# [Exercise text]
The Faculty of Pain Medicine of the Australian and New Zealand College of Anaesthetists on Wednesday urged caution in the face of ongoing calls for cannabinoids to be used to treat chronic non-cancer pain.
Faculty director of professional affairs, Professor Milton Cohen, referred to a lack of any sound evidence showing the treatments were effective saying its efficacy needed to be rigorously demonstrated.
"At this stage we are concerned that the risks of medicinal cannabis are likely to greatly outweigh any benefit in patients with chronic non-cancer pain," he said.
Those risks included adding another drug to a condition where patients are often over-prescribed, and the effects of cannabis-based preparations on motivation and cognitive function.
Medicines were only one aspect of their pain management which also looked at psychological and social initiatives, Prof Cohen said.
But, he told AAP, there may be a case for the use of cannabis-based preparations for cancer end-of-life patients after appropriate trials.

# [Assigned task]
Continue the news report on the pain medicine faculty's caution about medicinal cannabis, starting after its last sentence.

# [Provided data]
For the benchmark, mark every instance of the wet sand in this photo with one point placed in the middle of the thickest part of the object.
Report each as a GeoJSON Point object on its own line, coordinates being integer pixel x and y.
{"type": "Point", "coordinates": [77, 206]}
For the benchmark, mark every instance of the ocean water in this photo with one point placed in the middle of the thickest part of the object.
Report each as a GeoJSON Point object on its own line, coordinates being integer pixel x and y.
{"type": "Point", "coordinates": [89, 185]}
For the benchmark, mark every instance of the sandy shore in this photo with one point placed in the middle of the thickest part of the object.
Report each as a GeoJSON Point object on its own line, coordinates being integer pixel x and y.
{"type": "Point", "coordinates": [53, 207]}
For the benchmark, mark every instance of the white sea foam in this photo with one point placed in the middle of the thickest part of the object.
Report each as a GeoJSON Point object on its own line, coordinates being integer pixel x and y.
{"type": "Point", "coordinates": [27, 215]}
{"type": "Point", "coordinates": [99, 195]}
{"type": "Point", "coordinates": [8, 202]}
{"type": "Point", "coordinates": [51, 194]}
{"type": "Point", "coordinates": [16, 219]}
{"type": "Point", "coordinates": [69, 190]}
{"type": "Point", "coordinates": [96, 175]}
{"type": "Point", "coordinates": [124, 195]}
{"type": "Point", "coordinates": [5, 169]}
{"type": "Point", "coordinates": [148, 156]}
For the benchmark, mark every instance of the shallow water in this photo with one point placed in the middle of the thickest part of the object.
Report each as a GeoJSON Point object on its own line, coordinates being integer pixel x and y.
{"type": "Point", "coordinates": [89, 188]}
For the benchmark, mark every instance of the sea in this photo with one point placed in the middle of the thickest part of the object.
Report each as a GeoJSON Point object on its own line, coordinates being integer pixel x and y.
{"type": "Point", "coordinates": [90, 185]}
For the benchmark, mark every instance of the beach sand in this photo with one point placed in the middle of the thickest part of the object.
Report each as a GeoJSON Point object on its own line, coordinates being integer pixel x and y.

# [Expected answer]
Faculty vice-dean, Dr Chris Hayes, said drugs were no longer the front line of chronic non-cancer pain treatment. "We spend a vast amount of time trying to get people off a cocktail of pain drugs, such as opioids, and not introduce new ones," he said.
NSW premier Mike Baird has announced three separate trials to examine the use of cannabis in treating children with epilepsy, the terminally ill and people suffering nausea as a result of chemotherapy.
Prof Cohen told AAP those categories were not germane to those involved in pain management, but were for the professionals involved in those groups.